■ **Exercise aim**
Where does the word "building" appear in the data? Copy every line that holds it.

============

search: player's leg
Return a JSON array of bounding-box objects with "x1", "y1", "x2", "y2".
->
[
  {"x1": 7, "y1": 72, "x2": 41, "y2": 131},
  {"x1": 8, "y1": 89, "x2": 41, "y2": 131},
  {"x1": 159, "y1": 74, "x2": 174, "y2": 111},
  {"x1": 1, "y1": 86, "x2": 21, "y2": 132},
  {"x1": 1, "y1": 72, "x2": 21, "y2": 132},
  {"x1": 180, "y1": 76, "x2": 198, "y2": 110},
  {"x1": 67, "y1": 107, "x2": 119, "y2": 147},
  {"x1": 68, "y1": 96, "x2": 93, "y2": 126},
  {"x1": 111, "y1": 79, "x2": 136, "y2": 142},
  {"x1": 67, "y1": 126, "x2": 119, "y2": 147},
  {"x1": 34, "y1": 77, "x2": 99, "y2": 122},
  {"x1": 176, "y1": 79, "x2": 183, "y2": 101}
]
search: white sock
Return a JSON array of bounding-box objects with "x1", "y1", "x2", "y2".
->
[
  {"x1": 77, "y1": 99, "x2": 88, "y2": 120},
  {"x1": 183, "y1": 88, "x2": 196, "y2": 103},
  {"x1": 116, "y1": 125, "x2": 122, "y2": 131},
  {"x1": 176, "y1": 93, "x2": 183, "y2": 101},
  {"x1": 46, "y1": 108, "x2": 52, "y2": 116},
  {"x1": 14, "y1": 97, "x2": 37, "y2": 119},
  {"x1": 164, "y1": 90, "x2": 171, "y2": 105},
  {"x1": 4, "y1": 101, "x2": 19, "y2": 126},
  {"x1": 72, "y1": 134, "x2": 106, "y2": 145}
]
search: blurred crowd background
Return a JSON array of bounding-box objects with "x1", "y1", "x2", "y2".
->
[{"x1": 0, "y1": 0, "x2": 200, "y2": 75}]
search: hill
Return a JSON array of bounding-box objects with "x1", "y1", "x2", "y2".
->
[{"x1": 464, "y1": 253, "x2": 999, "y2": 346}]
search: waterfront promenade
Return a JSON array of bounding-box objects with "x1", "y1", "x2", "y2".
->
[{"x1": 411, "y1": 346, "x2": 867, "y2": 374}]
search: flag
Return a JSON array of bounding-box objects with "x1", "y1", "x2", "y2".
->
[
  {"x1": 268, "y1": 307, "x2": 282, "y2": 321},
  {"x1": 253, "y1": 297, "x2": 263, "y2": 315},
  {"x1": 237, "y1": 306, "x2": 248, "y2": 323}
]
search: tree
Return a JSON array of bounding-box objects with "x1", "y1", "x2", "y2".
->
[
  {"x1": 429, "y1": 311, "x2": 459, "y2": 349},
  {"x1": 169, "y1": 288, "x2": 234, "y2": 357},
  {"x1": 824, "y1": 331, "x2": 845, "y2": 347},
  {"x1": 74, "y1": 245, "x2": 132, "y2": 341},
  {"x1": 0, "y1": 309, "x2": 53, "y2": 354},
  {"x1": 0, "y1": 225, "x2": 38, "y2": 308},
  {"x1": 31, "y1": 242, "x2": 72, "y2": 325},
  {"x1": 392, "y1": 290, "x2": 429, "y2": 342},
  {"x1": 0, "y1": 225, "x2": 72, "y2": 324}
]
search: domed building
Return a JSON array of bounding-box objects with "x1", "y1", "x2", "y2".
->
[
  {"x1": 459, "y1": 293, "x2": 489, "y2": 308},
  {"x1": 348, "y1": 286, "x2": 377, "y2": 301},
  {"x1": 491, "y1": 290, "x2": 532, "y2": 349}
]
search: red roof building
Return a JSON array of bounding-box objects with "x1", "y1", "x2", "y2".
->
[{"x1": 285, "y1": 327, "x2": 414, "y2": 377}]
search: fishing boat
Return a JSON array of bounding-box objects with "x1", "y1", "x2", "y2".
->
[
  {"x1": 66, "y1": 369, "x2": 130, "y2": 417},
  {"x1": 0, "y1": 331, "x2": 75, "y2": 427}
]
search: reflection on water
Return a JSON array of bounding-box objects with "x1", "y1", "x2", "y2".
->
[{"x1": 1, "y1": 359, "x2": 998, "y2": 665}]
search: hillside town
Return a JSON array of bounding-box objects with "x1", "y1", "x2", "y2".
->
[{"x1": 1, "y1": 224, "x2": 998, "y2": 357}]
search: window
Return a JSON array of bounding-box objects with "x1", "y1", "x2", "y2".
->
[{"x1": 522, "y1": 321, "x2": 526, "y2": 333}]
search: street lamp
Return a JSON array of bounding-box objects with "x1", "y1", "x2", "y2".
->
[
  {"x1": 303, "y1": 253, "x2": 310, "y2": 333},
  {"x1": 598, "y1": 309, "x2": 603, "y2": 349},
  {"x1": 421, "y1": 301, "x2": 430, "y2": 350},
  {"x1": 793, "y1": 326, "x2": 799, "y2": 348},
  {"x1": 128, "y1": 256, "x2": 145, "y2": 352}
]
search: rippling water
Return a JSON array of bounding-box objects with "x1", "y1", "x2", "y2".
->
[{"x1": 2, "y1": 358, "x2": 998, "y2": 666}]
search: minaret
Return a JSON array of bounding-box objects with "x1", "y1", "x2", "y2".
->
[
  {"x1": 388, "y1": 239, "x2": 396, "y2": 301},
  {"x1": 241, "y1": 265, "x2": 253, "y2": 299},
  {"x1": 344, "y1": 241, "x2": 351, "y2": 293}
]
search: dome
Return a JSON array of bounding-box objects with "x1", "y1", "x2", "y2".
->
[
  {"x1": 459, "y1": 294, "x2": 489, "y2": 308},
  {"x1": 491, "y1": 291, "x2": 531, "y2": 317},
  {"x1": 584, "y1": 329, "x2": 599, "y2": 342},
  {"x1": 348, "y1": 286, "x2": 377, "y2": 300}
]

============

■ **Task response**
search: domed building
search: red roof building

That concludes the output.